*** TEXT EXCERPT ***

Nexus 6P: Unboxing, Review and Specifications

Nexus’ have always had a soft spot for those pure Android lovers who don’t enjoy their smartphones being cluttered with manufacture branded software and reducing performance. As you would expect the Huawei Google Nexus 6P is shipped with pure Android Marshmallow 6.0 but also has a premium feel and packs a hell of a punch.

It is the first time in Google’s Nexus history that Huawei has managed to join the line of Nexus developers, with the 6P being the more premium and more of the two Nexus’ released this year (see Nexus 5x). Having used the phone now for a while, let’s go through some of the features and annoyances of owning a Nexus 6P.


Getting your hands on the Nexus 6P for the first time gives the feeling of high grade, premium build. It is made of “aeronautical-grade aluminium” and comes in three flavours: aluminium, graphite and frost. The plain black buttonless front of the device sticks to the common Nexus feel but comes built in with two front facing speakers, a change from the usual bottom or rear facing speakers. The simple design is followed to the edges of the phone. The top of the device has only a 3.5mm jack and the bottom simply has the USB-Type C double sided port, so no need to worry about getting the charger right way around. The left edge has nothing but a sim tray on the top and the right edge has the power and volume rocket in the middle, conveniently placed due to the size of the phone. The rear has a large Nexus logo in the middle together with the finger-print sensor. On the top rear is a slight protrusion containing the rear facing camera and dual-LED light.

That said there are a number of things that should be mentioned. The power and volume rocker buttons seem to protrude higher than normal, which is fine until you notice that they had a slight wobble to them. Closer inspection of the power button shows that the imprinted bump design isn’t actually straight (see picture).

Another thing to mention would be that the phone never sits flat because of the camera bulge on the rear. Laying it flat on a table would put the highest amount of weight on the lower part of the camera protrusion and could scratch very easily. There is also a slight rattling seeming to come from the camera focus, which was the case with the Nexus 4 though it’s not as loud on the 6P. Having a phone up to your ear isn’t something that should inflict pain, which seems to be the case with the Nexus 6P. The sharp edges of the device seem to be a little too sharp, too much pressure really hurts! And possibly worst of all (if claims are true), one owner has posted the video below on YouTube showing the Nexus 6P bending in half and then snapping with his bare hands! If so it’s definitely not the first to have issues like this and probably won’t be the last. Just be gentle with it.

*** EXERCISE MATERIAL ***

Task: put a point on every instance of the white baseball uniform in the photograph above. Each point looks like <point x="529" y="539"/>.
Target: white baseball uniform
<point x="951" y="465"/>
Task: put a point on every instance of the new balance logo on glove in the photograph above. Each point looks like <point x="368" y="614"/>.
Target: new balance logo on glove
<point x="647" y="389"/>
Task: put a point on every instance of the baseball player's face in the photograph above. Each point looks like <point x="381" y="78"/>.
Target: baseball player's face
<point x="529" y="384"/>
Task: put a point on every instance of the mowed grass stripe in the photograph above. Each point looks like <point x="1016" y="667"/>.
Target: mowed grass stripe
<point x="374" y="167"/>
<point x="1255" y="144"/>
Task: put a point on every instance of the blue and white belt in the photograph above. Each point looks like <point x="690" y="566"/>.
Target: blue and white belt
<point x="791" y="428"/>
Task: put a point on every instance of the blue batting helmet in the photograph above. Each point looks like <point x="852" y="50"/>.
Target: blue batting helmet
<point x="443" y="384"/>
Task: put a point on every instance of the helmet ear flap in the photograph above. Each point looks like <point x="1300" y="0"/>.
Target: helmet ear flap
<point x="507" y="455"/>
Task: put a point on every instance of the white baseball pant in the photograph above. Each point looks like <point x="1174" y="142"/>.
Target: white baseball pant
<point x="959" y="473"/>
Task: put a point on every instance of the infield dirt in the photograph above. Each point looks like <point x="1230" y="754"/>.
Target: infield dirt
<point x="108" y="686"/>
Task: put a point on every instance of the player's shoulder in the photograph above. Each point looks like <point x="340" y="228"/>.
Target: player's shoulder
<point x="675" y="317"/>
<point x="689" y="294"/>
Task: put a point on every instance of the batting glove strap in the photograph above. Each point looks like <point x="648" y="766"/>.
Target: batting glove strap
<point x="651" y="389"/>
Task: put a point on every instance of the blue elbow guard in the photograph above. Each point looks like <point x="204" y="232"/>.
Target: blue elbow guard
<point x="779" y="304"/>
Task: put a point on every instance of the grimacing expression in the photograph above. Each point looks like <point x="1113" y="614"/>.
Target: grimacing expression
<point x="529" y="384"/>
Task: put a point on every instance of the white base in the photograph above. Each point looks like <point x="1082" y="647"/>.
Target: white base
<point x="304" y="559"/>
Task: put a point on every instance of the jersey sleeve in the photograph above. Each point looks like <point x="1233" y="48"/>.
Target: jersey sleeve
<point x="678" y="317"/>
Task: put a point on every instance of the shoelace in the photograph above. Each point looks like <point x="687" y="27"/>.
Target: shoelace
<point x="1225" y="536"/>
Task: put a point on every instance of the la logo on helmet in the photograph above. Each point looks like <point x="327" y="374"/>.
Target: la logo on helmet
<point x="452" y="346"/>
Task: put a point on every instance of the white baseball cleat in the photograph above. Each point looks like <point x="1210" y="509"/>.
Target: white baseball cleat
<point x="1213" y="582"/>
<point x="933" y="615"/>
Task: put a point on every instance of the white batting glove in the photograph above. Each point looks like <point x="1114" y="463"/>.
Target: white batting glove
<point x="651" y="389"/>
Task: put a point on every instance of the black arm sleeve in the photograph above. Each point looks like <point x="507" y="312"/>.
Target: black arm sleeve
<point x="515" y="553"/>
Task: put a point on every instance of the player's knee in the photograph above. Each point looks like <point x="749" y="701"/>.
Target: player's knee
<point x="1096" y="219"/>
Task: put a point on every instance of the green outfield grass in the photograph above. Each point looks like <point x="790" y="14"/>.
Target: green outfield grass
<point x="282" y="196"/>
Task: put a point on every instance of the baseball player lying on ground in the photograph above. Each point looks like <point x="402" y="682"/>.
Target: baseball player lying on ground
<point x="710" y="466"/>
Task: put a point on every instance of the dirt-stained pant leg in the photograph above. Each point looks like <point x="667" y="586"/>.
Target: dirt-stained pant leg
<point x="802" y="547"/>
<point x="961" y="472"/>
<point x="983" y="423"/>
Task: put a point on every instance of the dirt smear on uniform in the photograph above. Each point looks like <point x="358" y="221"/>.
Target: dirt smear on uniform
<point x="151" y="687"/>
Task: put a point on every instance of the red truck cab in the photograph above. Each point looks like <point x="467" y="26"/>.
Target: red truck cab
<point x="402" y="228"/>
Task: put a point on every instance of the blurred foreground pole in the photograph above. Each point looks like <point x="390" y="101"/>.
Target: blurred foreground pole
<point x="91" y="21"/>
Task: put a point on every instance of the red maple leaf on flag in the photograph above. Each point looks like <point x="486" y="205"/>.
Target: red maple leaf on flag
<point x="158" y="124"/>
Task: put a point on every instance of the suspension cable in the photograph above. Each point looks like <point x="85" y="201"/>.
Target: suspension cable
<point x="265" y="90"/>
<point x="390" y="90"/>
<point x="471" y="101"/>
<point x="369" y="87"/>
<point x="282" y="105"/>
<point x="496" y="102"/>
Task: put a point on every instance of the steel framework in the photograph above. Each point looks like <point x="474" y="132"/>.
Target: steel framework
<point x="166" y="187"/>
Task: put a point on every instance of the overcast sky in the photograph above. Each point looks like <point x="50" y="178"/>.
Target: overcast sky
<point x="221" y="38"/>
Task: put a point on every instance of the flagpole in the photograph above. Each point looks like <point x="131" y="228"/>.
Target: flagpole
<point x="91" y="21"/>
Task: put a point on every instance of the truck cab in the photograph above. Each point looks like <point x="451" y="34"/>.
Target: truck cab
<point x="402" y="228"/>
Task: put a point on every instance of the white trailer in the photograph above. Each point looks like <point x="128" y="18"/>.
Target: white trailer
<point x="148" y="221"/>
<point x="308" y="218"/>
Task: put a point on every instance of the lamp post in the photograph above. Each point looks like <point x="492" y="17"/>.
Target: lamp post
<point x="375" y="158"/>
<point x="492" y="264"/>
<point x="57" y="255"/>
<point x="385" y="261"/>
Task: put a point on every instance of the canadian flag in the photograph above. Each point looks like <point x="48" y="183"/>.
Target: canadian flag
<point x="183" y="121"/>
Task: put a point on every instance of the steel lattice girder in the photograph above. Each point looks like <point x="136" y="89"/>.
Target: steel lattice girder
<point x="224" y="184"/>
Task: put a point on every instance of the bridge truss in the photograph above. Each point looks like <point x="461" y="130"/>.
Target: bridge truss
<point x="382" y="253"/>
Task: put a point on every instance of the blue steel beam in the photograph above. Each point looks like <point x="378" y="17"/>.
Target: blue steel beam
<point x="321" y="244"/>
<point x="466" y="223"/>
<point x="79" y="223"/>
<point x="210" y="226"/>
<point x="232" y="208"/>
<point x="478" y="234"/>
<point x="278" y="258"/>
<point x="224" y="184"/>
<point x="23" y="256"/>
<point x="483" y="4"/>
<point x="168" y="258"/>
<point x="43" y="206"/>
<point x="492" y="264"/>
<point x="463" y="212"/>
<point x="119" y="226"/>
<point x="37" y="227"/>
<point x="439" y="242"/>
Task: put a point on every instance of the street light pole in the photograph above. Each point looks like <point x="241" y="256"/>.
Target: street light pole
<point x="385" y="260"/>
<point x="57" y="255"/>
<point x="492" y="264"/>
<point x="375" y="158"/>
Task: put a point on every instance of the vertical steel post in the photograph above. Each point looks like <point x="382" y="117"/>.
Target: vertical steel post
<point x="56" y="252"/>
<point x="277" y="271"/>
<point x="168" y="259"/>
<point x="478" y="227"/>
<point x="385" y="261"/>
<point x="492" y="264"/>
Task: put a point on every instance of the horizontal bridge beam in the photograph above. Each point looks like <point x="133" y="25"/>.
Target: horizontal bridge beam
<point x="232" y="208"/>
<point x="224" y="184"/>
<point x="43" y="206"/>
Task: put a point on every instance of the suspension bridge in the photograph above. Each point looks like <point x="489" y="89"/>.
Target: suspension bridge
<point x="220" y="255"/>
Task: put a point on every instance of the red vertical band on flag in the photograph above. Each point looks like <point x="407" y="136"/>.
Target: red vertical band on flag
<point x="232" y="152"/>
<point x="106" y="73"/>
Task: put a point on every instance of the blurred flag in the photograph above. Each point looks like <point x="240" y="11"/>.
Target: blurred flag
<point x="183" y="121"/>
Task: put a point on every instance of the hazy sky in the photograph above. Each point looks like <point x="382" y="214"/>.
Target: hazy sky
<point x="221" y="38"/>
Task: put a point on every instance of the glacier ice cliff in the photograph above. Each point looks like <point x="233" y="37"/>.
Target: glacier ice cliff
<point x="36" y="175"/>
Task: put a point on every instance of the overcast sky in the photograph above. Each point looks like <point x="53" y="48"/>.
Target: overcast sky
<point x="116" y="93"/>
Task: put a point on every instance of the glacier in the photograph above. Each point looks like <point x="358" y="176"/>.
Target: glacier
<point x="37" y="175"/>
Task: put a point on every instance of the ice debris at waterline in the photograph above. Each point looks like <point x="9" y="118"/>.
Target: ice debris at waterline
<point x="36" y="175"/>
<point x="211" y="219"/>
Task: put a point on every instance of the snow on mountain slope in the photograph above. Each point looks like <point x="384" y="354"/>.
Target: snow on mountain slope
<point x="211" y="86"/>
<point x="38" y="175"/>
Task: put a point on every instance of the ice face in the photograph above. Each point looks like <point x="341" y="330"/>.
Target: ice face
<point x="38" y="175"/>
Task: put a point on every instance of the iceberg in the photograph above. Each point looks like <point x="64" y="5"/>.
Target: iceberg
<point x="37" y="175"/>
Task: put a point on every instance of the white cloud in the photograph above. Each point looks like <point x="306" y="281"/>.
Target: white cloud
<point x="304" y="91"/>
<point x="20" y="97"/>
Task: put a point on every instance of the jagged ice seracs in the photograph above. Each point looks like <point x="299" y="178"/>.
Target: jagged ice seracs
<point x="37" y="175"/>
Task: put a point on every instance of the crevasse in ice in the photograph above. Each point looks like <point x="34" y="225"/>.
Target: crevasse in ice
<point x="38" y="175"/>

***

PROBLEMS TO SOLVE:
1/ Quote the Nexus 6P review starting with "Nexus 6P: Unboxing, Review" and going on through "a Nexus 6P.".
2/ Please gather every line of the records that contains the string "post", treating uppercase and lowercase as different.

RESPONSES FOR EACH TASK:
1/
Nexus 6P: Unboxing, Review and Specifications

Nexus’ have always had a soft spot for those pure Android lovers who don’t enjoy their smartphones being cluttered with manufacture branded software and reducing performance. As you would expect the Huawei Google Nexus 6P is shipped with pure Android Marshmallow 6.0 but also has a premium feel and packs a hell of a punch.

It is the first time in Google’s Nexus history that Huawei has managed to join the line of Nexus developers, with the 6P being the more premium and more of the two Nexus’ released this year (see Nexus 5x). Having used the phone now for a while, let’s go through some of the features and annoyances of owning a Nexus 6P.

2/
Task: put a point on every instance of the lamp post in the photograph above. Each point looks like <point x="492" y="17"/>.
Target: lamp post
Task: put a point on every instance of the vertical steel post in the photograph above. Each point looks like <point x="382" y="117"/>.
Target: vertical steel post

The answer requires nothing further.